Rewrite the records from the line with "Could you please pick out the concrete channel" up to and including the last line of the records, requests included. Scale every point coordinate in the answers by 2.2 and round each to a whole number, rounding halves up; the numbers in the requests and their format samples stay as they are.
··········
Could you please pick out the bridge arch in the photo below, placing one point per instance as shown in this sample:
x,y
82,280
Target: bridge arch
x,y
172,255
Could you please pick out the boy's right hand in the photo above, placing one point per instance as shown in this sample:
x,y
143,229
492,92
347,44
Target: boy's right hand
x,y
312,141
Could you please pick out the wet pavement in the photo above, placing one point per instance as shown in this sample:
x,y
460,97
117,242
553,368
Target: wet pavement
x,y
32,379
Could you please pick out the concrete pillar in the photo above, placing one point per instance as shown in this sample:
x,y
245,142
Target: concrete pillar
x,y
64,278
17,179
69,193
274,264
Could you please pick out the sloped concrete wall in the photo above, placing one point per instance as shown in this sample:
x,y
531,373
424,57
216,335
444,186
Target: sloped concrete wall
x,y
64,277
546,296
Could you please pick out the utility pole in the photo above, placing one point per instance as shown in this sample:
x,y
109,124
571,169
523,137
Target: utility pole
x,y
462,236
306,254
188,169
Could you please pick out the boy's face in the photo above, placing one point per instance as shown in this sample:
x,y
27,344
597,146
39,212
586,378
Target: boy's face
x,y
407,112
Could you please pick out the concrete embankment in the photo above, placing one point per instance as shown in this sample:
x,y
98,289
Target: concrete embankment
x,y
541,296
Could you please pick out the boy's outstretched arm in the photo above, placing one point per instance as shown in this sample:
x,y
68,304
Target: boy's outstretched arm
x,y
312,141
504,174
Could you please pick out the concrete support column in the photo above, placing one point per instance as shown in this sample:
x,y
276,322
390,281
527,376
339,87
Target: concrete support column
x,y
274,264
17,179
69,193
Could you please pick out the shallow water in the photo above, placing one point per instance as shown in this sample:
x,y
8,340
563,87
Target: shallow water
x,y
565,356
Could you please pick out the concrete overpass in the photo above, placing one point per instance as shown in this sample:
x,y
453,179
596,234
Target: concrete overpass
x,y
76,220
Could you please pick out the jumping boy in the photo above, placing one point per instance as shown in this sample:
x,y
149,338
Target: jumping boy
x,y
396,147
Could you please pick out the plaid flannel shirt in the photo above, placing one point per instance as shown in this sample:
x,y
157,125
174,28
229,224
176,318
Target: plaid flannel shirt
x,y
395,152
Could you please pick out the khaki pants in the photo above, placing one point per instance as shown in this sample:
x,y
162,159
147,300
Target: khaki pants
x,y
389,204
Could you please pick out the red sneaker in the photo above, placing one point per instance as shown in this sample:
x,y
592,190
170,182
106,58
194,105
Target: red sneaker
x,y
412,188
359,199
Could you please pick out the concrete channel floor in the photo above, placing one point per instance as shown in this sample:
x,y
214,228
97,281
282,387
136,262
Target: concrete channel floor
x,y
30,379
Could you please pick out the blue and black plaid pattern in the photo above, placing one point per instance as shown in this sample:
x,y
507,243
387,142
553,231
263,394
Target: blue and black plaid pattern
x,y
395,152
··········
▶ **Result for this exercise**
Could you please pick out the concrete channel floor in the photo above, placing one point per instance as shown in this sample:
x,y
214,228
97,281
282,387
136,262
Target: concrete channel floor
x,y
66,834
Could you please pick out the blue and black plaid pattern in the photo above, placing one point per instance as shown in this sample:
x,y
507,243
387,142
553,231
263,394
Target: blue and black plaid pattern
x,y
869,334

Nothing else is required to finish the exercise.